* _Document passage_
#####
Rep. Elijah Cummings, D-Maryland, and Sen. Bernie Sanders, I-Vermont, reopened a 2014 probe into whether generic drug manufacturers colluded to raise drug prices.
The two lawmakers, who have often collaborated on legislation to tackle high drug prices, are calling on Mylan, Heritage and Teva to turn over documents originally requested back in 2014 but were stonewalled. Sanders and Cummings initiated the probe in 2014 in 14 generic drug companies over massive spikes of up to 8,000% for generic doxycycline hyclate.
Heritage, Teva and Mylan did not return documents per the lawmakers’ requests back in 2014.
“Not only did your company’s obstruction undermine our investigation, but it may have caused further harm to patients and healthcare providers by delaying the discovery of evidence about the companies’ price-fixing,” Sanders and Cummings wrote in the letter to Teva. “Furthermore, obstructing or evading a Congressional investigation, including withholding or concealing information, is a violation of federal law.”
The demand issued on Tuesday comes as 44 states sued Teva, Mylan and 18 other generic companies back in May for fixing the prices of more than 100 generic drugs. While Heritage was not part of the suit, the complaint claims that it was a major participant in the alleged scheme, according to the lawmakers.
The letters to each company call for them to turn over any documents on the price of two generics from 2012 through 2018. Cummings and Sanders also want any expenses related to the sales of these drugs, including dollars spent on marketing and manufacturing, and are asking the companies to disclose executives who have been responsible for setting the price of drugs during the same time period.
Mylan responded that it did not obstruct the lawmakers' investigation back in 2014.
#####
* _Task objective_
Which drug companies are named in the article on the generic drug price probe?

* _Source records_
#####
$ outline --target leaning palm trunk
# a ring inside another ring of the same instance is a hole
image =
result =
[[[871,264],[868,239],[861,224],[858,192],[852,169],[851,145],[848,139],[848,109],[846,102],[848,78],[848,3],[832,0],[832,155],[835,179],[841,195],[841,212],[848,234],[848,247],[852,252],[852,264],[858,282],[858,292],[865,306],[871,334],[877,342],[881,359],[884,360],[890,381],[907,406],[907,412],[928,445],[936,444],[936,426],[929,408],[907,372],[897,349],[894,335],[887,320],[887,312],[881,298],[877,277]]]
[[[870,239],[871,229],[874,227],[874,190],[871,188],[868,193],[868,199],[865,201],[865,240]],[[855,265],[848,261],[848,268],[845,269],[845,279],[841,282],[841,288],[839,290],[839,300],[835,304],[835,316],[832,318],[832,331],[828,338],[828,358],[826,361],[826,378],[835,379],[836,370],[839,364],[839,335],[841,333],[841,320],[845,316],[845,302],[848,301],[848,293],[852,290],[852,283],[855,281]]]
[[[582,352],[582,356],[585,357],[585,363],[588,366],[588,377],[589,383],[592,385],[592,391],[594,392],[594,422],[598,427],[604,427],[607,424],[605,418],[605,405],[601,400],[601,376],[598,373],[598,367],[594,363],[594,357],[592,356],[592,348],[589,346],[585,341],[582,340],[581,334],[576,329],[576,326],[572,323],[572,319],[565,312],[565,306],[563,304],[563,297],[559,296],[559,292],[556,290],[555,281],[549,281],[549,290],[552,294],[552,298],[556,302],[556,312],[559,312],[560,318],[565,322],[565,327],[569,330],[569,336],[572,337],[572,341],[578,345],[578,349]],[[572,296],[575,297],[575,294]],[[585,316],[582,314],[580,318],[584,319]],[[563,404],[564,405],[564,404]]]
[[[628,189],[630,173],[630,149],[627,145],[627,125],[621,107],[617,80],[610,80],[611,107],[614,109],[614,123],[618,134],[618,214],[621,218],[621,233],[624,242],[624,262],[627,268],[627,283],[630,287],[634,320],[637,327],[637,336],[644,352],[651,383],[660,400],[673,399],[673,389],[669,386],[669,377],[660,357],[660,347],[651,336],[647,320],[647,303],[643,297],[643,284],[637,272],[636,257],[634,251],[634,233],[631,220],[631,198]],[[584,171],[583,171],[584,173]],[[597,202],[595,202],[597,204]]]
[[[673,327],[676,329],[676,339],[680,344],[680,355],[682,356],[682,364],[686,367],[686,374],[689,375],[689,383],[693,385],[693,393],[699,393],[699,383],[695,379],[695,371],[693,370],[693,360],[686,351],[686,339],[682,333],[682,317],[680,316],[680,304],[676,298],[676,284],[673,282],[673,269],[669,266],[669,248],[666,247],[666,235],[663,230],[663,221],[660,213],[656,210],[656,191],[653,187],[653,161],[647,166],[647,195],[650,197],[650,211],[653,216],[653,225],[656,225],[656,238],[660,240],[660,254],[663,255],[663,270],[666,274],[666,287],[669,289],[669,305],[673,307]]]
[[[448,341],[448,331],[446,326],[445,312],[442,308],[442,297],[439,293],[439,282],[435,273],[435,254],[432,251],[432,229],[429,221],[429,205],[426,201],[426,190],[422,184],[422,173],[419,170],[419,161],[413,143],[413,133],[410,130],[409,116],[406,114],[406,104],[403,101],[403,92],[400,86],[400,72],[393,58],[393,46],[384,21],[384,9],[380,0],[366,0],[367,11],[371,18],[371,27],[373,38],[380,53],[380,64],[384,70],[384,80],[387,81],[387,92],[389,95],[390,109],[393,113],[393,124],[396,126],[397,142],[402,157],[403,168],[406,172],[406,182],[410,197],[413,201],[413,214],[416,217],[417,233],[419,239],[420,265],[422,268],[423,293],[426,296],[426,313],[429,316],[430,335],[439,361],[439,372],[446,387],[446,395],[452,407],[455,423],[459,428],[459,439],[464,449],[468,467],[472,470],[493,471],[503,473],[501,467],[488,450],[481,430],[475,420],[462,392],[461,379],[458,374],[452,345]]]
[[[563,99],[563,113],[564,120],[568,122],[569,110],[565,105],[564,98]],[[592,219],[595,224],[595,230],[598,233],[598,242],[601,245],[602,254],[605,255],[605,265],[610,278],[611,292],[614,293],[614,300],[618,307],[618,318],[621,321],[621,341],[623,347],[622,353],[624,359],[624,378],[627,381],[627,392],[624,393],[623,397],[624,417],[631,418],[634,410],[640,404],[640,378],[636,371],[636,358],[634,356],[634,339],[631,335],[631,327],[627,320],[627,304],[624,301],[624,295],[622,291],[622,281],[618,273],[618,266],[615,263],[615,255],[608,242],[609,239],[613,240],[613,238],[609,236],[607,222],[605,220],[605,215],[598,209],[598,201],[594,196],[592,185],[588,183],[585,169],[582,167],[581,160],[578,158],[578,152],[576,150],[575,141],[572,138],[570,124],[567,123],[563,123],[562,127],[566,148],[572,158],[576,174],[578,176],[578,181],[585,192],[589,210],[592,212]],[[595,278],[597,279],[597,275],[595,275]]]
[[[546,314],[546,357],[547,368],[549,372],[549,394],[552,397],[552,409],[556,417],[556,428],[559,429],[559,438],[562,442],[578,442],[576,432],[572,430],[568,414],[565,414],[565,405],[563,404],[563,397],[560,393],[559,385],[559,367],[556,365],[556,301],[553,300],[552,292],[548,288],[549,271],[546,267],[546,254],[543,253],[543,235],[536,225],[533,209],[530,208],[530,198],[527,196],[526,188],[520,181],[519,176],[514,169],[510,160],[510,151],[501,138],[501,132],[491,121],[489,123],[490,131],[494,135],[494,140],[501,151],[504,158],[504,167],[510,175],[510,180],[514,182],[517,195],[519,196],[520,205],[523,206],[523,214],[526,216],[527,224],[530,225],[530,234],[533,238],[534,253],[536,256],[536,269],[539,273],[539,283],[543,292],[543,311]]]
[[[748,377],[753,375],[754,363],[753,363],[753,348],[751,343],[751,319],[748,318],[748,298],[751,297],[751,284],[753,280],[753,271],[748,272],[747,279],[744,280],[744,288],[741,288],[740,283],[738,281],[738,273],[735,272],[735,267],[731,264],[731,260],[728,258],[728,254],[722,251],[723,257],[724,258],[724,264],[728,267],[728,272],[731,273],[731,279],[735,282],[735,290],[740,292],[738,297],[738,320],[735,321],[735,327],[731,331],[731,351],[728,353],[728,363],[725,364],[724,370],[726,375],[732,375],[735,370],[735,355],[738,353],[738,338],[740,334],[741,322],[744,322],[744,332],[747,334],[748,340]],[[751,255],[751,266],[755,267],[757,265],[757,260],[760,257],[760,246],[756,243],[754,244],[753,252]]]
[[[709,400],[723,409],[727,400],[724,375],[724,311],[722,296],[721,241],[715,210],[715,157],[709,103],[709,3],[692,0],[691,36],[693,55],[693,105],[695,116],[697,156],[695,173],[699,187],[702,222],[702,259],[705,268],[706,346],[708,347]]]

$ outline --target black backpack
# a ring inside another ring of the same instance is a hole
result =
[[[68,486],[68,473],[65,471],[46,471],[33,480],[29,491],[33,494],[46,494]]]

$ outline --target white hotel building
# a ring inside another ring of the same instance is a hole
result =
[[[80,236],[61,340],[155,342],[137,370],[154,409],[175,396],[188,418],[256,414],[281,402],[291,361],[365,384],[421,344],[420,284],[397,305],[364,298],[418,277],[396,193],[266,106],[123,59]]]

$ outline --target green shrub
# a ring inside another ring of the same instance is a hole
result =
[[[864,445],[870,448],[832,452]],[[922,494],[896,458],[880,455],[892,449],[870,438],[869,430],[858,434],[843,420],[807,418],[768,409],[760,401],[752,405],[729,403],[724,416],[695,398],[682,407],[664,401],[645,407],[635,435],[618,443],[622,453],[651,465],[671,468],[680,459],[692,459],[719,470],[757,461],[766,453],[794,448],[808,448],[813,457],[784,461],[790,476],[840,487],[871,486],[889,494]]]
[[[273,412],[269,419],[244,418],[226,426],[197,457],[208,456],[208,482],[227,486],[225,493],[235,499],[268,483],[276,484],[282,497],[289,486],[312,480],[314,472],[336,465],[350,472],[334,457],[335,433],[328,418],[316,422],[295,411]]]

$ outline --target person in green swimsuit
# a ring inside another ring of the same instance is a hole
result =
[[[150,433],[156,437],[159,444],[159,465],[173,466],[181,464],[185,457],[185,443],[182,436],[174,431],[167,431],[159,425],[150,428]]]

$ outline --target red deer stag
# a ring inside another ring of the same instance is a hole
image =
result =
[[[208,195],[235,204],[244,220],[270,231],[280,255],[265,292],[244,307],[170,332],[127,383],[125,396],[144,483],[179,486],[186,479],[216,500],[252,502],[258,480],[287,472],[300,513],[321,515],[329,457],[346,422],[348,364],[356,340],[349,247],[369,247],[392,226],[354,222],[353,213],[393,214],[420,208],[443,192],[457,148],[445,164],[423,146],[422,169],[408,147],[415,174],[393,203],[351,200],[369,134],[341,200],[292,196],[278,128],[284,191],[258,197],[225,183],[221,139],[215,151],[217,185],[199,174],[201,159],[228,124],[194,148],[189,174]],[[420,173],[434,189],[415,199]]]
#####
* _Result for this task_
Mylan, Heritage, Teva